En marge des derniers mondiaux d’Athlétisme : Pas du tout à armes égales
Il faudrait au contraire finir par comprendre qu’un minimum est nécessaire pour demander des résultats
Bien sûr on peut aimer, n’accorder que peu d’importance ou détester. Le football est supposé être le…. roi des sports. Peut-être, mais que dire de l’athlétisme qui mérite cette couronne royale.
A voir ce stade magnifique où se sont déroulés les championnats du monde, à voir ces athlètes dames et hommes se dépenser avec une spontanéité incroyable, une volonté inébranlable, une générosité désarmante, sans attendre de cadeaux de personne, ni de la part de l’arbitre ni de la VAR, il y a de quoi affirmer que l’Homme n’est Homme que lorsqu’il affronte les difficultés avec ses propres moyens, avec ce qu’il a préparé, consenti, engrangé pour être le meilleur entre les meilleurs. Une compétition qui revêt pour tous les athlètes présents, une signification de la plus haute importance. Pour la bonne raison, qu’ils se situent à un tout petit peu moins qu’une année, des Jeux Olympiques de Paris, soit du 26 juillet au 11 août 2024.

• [PROBLÈME POSÉ 1] Recopiez le passage du texte sur les mondiaux d'athlétisme, de "En marge des" à "cette couronne royale.".
• [PROBLÈME POSÉ 2] D'après le texte sur les mondiaux d'athlétisme, à quelles dates se dérouleront les Jeux Olympiques de Paris ?

• [DONNÉES FOURNIES]
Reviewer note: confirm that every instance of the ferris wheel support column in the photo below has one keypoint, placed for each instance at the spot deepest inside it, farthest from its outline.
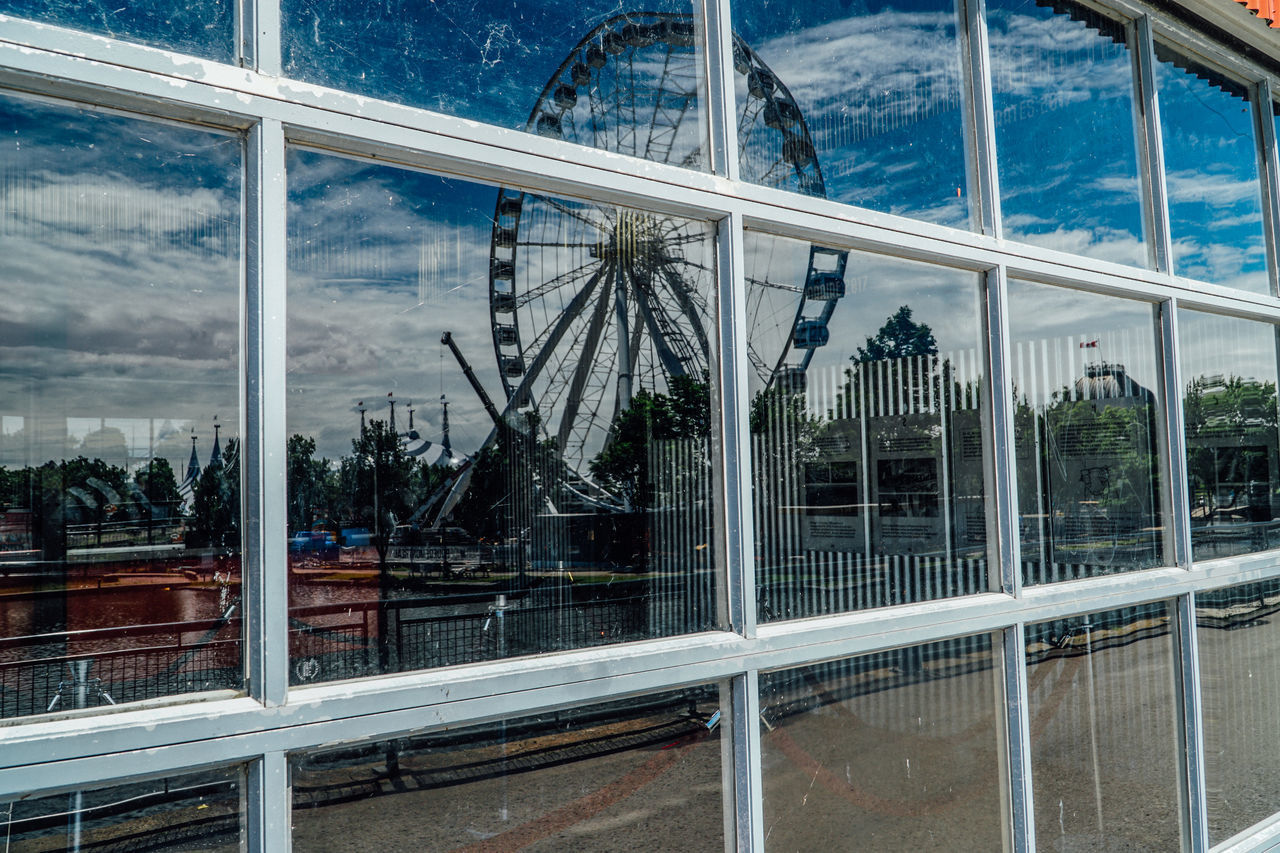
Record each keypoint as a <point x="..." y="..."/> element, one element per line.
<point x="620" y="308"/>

--

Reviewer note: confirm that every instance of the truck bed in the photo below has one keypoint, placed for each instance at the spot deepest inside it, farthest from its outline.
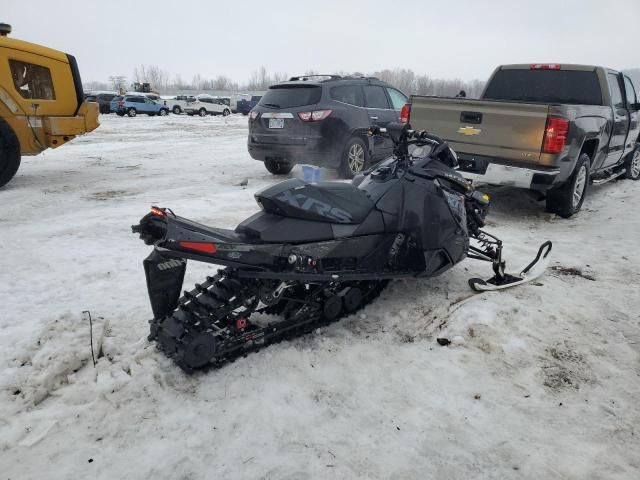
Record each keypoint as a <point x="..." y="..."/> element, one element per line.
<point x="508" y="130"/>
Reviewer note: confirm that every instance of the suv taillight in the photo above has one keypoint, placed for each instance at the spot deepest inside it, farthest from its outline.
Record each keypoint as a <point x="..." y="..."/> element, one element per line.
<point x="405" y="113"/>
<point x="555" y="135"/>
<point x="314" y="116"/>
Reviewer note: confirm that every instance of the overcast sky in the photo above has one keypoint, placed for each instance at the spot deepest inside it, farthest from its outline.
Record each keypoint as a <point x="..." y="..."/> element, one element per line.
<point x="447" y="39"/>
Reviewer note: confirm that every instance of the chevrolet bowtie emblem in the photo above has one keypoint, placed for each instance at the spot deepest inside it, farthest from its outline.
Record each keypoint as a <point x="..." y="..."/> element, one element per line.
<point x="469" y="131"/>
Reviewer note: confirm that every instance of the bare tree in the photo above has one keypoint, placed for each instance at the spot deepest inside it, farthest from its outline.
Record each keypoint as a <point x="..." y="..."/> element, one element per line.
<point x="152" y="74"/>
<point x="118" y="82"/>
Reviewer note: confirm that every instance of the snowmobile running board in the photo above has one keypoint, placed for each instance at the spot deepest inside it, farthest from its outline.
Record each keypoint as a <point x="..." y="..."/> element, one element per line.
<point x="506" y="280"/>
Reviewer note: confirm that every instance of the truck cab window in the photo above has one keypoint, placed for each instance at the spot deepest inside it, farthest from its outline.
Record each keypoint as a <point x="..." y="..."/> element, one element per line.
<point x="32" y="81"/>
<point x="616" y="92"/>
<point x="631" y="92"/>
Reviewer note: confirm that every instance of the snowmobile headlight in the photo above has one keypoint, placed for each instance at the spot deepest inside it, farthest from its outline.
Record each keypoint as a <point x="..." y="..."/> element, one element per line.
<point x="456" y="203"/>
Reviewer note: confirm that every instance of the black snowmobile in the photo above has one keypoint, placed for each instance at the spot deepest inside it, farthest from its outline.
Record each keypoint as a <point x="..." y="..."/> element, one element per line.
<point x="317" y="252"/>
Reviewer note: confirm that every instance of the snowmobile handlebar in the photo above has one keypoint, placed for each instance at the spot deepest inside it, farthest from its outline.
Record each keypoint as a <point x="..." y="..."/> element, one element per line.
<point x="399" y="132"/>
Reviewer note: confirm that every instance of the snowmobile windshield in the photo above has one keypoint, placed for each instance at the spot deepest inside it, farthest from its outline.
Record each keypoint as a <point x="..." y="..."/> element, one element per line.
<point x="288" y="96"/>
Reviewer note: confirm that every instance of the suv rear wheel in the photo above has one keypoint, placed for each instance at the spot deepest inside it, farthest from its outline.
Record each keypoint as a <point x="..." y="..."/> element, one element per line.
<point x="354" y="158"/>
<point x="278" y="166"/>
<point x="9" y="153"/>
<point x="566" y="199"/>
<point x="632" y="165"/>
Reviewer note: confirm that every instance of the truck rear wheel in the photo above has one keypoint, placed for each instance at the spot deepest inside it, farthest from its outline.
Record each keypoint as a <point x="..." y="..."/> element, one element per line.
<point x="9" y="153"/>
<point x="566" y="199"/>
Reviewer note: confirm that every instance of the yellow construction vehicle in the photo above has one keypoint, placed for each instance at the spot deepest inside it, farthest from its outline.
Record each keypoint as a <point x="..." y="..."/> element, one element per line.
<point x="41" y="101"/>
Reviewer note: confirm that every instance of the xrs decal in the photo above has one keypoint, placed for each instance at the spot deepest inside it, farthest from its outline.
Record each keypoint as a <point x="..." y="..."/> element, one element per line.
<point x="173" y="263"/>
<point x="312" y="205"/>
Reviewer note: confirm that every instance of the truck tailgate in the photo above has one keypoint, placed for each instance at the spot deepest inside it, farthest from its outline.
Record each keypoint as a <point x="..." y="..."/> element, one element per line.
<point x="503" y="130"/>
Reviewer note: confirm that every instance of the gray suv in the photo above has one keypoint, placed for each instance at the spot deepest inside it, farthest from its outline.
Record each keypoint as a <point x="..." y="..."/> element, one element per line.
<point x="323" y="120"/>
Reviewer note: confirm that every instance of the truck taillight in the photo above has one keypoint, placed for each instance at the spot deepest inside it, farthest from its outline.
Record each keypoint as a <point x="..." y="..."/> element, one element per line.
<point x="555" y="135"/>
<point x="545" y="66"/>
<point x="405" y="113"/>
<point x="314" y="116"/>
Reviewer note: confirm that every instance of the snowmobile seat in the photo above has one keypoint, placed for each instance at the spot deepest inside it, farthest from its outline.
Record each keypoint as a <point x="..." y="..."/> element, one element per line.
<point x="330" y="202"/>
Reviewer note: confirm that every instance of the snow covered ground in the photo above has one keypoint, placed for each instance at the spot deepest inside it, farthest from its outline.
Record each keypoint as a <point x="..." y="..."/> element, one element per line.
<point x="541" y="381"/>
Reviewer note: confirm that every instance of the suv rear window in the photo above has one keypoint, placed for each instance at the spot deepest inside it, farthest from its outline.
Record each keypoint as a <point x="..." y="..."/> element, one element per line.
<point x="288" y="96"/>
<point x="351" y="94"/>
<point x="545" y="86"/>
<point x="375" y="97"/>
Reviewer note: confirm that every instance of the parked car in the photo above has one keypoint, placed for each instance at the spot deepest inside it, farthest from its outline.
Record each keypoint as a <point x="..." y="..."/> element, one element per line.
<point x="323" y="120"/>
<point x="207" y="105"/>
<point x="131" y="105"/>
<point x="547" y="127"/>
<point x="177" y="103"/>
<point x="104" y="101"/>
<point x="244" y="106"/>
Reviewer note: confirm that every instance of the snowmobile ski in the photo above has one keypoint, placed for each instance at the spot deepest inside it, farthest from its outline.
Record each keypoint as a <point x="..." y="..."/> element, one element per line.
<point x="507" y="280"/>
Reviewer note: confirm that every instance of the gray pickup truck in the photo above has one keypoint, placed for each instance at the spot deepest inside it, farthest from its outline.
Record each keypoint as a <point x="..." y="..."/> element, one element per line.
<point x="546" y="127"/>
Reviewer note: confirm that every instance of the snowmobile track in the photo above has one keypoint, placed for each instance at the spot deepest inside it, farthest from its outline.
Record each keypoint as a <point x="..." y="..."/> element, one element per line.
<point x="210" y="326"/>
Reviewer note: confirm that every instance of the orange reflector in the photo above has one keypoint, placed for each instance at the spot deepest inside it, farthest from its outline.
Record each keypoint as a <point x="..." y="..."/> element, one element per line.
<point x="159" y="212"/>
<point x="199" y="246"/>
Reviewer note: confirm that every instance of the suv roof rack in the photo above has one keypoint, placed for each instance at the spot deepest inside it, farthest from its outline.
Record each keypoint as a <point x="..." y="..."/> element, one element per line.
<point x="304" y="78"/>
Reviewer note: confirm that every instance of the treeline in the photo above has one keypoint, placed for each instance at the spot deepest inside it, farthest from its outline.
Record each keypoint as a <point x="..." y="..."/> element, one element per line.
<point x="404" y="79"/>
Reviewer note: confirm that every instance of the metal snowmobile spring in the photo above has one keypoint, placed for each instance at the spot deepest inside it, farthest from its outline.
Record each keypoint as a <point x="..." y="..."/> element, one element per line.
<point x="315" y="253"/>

• [RÉPONSE RÉDIGÉE 1]
En marge des derniers mondiaux d’Athlétisme : Pas du tout à armes égales
Il faudrait au contraire finir par comprendre qu’un minimum est nécessaire pour demander des résultats
Bien sûr on peut aimer, n’accorder que peu d’importance ou détester. Le football est supposé être le…. roi des sports. Peut-être, mais que dire de l’athlétisme qui mérite cette couronne royale.

• [RÉPONSE RÉDIGÉE 2] Du 26 juillet au 11 août 2024.